PROBLEM REQUIREMENTS:
Recast the records below as a Markdown table with the columns "Row" and "Line", one row per line, and leave out blank lines.

GIVEN RECORDS:
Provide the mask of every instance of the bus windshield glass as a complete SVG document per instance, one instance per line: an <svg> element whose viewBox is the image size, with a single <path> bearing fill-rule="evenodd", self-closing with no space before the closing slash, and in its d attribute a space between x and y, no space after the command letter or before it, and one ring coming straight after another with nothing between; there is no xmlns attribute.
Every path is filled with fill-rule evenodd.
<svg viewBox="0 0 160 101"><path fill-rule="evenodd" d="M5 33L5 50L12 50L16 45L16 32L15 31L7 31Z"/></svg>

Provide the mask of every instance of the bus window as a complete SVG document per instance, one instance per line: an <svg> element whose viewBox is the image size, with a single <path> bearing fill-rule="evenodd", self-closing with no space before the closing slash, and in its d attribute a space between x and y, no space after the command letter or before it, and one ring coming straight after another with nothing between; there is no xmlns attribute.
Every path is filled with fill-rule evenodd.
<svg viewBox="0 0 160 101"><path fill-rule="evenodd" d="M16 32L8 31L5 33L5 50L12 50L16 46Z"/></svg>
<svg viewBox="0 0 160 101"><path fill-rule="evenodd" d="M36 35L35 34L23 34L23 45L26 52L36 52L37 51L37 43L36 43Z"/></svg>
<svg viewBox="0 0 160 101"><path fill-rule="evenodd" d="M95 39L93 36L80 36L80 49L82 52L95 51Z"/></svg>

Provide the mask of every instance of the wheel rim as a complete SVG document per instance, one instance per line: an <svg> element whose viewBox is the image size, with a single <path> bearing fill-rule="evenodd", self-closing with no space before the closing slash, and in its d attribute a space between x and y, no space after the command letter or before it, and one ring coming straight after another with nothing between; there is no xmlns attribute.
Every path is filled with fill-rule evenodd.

TASK OUTPUT:
| Row | Line |
|---|---|
| 1 | Provide the mask of every instance of the bus windshield glass as a complete SVG document per instance, one instance per line: an <svg> element whose viewBox is the image size, with a single <path> bearing fill-rule="evenodd", self-closing with no space before the closing slash, and in its d attribute a space between x and y, no space after the command letter or before it, and one ring coming straight after another with nothing between; there is no xmlns attribute. |
| 2 | Every path is filled with fill-rule evenodd. |
| 3 | <svg viewBox="0 0 160 101"><path fill-rule="evenodd" d="M5 33L5 50L12 50L16 45L16 32L15 31L7 31Z"/></svg> |
| 4 | Provide the mask of every instance of the bus window as a complete SVG document per instance, one instance per line: an <svg> element whose viewBox is the image size, with a single <path> bearing fill-rule="evenodd", self-closing with no space before the closing slash, and in its d attribute a space between x and y, no space after the command letter or before it, and one ring coming straight after another with nothing between; there is no xmlns attribute. |
| 5 | Every path is filled with fill-rule evenodd. |
| 6 | <svg viewBox="0 0 160 101"><path fill-rule="evenodd" d="M16 32L8 31L5 33L5 50L12 50L16 46Z"/></svg> |
| 7 | <svg viewBox="0 0 160 101"><path fill-rule="evenodd" d="M36 35L35 34L23 34L23 45L26 52L36 52L37 51L37 43L36 43Z"/></svg> |
| 8 | <svg viewBox="0 0 160 101"><path fill-rule="evenodd" d="M95 39L93 36L80 36L80 49L82 52L95 51Z"/></svg> |
| 9 | Provide the mask of every instance of the wheel rim as a complete SVG document per instance, one instance per line: an <svg> element whose viewBox is the image size, with a single <path> bearing fill-rule="evenodd", self-closing with no space before the closing slash, and in its d attribute a space between x and y, no space after the command letter or before it, and one ring coming straight after another with nothing between; there is no xmlns attribute. |
| 10 | Every path is filled with fill-rule evenodd. |